* **REQUIRED WORK**
Tally the lines in the items below that contain the string "backpack", treating case as significant. Reply with the number alone.

* **INPUT RECORDS**

**********

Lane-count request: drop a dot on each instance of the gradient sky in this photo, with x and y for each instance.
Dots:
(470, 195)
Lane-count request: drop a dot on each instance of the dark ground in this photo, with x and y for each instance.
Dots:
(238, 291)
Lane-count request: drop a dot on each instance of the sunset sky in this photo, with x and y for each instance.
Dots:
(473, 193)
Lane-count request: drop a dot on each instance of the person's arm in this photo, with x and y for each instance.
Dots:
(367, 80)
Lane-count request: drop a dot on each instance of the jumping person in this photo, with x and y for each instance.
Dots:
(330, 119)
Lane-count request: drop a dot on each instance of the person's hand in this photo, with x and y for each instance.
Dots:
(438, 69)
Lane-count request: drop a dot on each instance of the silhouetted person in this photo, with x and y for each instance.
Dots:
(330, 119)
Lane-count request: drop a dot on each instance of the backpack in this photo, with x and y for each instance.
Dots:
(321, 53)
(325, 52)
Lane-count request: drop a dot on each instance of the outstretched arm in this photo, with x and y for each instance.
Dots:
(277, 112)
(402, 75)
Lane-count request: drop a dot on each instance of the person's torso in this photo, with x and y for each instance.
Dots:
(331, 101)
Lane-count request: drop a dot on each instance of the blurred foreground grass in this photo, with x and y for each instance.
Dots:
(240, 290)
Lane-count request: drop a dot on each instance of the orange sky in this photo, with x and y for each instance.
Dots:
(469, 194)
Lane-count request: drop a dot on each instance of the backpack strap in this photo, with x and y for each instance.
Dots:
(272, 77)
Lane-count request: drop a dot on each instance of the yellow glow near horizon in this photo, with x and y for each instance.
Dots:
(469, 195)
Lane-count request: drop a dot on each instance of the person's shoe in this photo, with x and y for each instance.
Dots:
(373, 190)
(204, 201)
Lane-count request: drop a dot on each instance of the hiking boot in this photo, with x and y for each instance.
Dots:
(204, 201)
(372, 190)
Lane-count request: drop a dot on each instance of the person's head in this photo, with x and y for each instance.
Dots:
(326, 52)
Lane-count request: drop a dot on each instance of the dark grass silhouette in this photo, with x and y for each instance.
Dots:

**********

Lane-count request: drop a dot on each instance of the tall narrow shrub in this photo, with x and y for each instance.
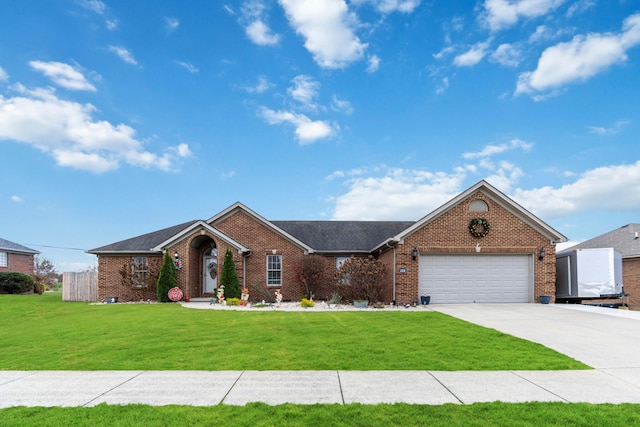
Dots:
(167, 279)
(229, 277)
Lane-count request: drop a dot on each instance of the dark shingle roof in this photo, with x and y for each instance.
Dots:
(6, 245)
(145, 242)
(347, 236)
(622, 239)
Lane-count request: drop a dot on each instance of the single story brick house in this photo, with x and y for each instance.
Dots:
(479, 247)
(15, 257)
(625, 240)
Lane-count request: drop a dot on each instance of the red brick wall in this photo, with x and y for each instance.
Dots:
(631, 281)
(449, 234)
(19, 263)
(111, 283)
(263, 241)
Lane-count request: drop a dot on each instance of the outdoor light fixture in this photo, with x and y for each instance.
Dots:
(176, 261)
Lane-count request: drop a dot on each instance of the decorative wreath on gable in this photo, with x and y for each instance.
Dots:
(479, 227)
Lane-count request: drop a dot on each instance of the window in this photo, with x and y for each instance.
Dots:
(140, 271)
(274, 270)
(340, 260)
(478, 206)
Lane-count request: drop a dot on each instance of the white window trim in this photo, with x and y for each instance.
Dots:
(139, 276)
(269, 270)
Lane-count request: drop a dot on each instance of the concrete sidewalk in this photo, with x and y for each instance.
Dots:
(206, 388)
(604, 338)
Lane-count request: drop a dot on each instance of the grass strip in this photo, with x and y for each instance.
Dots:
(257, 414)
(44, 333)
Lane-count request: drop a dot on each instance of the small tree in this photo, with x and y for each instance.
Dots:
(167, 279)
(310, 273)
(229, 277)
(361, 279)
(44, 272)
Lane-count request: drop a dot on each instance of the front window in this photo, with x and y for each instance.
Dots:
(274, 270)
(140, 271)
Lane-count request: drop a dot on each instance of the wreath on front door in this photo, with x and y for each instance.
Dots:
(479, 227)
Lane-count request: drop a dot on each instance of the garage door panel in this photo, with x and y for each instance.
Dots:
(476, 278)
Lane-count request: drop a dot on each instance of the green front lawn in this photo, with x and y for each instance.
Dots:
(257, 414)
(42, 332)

**********

* **SOLUTION TO THIS TASK**
2